*Task to complete*. Copy out the lines below exactly as they appear, from the line containing "Where can you see the tree in" through the line containing "column 179, row 207", inclusive.

--- start of Information provided ---

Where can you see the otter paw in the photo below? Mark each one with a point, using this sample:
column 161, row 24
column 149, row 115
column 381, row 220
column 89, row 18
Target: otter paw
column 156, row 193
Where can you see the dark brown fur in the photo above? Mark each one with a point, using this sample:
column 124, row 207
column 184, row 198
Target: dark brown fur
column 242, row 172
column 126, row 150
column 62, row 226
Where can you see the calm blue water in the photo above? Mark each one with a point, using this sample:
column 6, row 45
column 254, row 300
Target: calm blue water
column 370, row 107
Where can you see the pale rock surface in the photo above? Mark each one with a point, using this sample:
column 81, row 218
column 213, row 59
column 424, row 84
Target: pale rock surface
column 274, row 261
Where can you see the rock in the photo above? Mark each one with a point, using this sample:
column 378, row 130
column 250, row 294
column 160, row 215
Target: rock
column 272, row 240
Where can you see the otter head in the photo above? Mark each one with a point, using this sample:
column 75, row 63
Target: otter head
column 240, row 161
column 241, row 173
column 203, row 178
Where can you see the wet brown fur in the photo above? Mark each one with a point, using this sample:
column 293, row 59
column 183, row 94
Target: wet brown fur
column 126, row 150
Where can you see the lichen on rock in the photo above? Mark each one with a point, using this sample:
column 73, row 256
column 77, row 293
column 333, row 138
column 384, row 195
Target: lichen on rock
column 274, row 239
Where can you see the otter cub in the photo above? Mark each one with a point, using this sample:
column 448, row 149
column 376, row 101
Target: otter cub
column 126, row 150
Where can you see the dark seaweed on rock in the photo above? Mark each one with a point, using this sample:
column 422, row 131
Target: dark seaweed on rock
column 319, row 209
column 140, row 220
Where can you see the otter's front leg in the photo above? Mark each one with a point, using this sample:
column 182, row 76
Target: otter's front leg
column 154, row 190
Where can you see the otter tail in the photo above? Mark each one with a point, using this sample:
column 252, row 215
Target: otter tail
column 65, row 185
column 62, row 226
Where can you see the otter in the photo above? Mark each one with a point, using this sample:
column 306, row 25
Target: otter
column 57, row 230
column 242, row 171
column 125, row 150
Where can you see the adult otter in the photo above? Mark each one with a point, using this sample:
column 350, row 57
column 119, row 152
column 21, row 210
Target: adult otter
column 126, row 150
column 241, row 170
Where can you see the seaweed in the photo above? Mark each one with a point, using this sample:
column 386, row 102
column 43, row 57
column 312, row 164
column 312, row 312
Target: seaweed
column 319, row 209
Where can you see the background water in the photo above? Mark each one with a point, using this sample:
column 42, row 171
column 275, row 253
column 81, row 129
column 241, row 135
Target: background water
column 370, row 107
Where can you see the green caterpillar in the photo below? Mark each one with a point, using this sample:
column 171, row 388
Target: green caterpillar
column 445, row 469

--- end of Information provided ---
--- start of Information provided ---

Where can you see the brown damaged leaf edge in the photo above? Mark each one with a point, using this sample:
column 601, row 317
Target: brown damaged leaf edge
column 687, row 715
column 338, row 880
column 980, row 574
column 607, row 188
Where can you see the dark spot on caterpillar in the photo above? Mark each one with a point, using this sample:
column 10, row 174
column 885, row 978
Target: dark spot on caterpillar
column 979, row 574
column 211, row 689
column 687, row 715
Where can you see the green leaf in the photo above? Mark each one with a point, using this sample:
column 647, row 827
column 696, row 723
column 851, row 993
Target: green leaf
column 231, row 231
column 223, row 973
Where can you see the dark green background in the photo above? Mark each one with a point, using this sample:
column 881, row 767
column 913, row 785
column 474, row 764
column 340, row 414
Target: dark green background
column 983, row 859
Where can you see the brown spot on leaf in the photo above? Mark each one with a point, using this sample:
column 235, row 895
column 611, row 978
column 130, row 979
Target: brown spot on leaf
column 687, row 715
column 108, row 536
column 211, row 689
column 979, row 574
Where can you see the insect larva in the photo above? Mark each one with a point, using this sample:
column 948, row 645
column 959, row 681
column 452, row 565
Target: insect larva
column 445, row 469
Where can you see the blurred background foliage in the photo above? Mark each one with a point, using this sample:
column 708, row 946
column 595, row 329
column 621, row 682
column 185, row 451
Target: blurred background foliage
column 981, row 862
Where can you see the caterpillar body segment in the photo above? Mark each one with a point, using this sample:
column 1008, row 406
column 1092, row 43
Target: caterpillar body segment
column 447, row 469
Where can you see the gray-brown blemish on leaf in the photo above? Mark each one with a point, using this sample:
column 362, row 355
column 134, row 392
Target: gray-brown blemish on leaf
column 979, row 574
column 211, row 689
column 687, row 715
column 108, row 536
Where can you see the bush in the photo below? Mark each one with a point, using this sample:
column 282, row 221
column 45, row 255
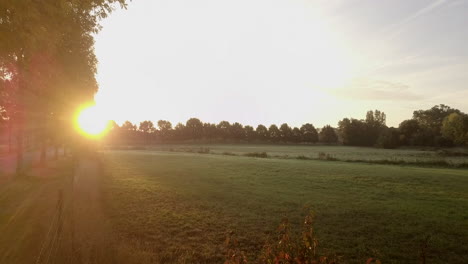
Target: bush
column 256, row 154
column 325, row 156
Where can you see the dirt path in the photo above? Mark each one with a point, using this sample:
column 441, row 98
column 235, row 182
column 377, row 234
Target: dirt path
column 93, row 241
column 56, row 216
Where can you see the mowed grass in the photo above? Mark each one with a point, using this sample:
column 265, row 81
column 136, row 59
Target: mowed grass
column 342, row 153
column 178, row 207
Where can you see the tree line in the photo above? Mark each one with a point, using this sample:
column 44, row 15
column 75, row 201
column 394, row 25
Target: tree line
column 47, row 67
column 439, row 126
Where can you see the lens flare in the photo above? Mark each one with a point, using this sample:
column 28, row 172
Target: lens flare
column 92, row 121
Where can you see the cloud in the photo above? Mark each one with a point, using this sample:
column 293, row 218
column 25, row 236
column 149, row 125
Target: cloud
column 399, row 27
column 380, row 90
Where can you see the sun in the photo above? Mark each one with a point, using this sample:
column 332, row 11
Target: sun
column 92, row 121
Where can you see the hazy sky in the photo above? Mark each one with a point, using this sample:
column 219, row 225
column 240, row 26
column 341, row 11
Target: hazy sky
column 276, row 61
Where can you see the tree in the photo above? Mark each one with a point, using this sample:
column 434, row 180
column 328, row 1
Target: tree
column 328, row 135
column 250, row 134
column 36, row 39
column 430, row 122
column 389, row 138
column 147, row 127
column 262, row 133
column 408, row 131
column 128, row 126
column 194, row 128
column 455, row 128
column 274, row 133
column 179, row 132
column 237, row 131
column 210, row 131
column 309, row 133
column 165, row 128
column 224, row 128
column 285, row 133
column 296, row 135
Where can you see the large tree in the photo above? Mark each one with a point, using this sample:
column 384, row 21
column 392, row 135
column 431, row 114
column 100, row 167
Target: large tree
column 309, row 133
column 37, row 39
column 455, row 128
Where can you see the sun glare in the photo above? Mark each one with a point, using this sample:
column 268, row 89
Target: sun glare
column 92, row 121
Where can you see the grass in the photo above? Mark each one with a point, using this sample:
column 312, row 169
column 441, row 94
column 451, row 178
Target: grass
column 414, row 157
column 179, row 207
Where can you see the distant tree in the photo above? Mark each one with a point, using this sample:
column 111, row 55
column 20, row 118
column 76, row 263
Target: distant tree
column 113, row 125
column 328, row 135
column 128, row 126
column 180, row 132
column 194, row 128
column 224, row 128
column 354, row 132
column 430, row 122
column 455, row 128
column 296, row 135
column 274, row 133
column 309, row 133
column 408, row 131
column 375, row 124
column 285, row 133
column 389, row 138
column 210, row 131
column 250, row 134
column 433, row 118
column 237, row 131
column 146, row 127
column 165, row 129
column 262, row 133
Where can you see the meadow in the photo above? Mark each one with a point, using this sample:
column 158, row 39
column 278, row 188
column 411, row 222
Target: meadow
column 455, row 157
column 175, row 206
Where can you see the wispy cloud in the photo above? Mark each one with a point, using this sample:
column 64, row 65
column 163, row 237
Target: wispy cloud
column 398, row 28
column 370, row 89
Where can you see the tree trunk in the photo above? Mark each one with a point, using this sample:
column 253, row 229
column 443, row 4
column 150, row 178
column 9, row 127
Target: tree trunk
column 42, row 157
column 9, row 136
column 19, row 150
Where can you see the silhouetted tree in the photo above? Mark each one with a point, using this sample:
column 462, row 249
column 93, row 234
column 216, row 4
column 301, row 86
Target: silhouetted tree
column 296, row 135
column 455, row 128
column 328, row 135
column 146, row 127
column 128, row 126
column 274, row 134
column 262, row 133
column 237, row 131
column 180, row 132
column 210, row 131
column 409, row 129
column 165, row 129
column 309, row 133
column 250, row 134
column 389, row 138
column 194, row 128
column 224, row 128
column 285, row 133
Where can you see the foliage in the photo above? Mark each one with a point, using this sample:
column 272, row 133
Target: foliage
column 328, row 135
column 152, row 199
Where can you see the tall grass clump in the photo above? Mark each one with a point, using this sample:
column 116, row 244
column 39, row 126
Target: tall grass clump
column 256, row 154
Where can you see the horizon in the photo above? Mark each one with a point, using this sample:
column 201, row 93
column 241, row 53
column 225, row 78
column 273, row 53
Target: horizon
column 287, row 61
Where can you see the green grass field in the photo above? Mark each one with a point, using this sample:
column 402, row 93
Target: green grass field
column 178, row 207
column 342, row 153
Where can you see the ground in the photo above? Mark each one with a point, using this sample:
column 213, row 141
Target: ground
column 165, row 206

--- end of Information provided ---
--- start of Information provided ---

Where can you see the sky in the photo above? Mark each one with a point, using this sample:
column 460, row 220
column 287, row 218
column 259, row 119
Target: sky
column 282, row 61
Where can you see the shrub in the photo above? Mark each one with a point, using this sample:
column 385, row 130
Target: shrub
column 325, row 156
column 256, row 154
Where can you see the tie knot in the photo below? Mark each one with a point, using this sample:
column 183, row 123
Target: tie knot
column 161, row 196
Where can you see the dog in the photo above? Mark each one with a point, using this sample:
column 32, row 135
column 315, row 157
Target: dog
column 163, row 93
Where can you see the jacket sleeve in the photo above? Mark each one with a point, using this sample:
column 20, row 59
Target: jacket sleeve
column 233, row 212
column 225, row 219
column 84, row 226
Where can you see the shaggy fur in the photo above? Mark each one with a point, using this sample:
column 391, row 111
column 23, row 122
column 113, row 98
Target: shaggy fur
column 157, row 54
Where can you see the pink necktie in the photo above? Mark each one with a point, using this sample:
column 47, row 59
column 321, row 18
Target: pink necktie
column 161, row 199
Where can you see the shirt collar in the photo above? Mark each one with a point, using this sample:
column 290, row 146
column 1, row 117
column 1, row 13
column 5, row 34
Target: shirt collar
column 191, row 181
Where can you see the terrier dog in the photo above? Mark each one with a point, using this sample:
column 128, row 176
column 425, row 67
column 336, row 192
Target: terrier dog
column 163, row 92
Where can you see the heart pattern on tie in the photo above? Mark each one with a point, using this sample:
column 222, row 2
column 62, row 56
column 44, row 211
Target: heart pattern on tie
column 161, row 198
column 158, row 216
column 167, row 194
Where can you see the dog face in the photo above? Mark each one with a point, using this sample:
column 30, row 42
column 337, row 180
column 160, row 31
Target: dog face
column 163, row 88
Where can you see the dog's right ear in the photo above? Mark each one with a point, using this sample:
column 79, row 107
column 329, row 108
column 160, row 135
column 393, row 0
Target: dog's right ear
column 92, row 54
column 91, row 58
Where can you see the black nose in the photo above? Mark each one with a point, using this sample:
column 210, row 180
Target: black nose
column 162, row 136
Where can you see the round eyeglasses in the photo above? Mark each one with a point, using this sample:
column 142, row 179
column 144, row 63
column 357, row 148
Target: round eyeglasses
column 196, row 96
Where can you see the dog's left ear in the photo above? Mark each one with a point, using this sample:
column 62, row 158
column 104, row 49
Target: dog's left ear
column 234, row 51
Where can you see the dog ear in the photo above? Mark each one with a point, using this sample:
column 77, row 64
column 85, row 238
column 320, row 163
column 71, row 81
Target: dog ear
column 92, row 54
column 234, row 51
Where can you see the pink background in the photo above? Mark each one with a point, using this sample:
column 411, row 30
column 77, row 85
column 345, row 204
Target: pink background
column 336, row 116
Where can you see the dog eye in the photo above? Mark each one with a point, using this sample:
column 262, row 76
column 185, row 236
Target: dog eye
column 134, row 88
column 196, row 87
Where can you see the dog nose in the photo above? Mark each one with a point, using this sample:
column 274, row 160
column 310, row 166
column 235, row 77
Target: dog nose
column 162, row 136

--- end of Information provided ---

*Final answer*.
Where can you see the tree in the photo above? Mark each one with a point, using this sample:
column 434, row 180
column 328, row 1
Target: tree
column 328, row 135
column 250, row 134
column 36, row 39
column 430, row 122
column 389, row 138
column 147, row 127
column 262, row 133
column 408, row 131
column 128, row 126
column 194, row 128
column 455, row 128
column 274, row 133
column 179, row 132
column 237, row 131
column 210, row 131
column 309, row 133
column 165, row 128
column 224, row 128
column 285, row 133
column 296, row 135
Where can you see the large tree in the photo above? Mark each one with a point, using this sample:
column 384, row 21
column 392, row 135
column 431, row 114
column 100, row 167
Target: large tree
column 309, row 133
column 37, row 39
column 455, row 128
Where can you see the sun glare in the photo above? Mark each one with a point, using this sample:
column 268, row 89
Target: sun glare
column 92, row 121
Where can you see the grass in the photo above? Mark each one with a point, using this sample:
column 312, row 169
column 441, row 94
column 451, row 178
Target: grass
column 414, row 157
column 179, row 207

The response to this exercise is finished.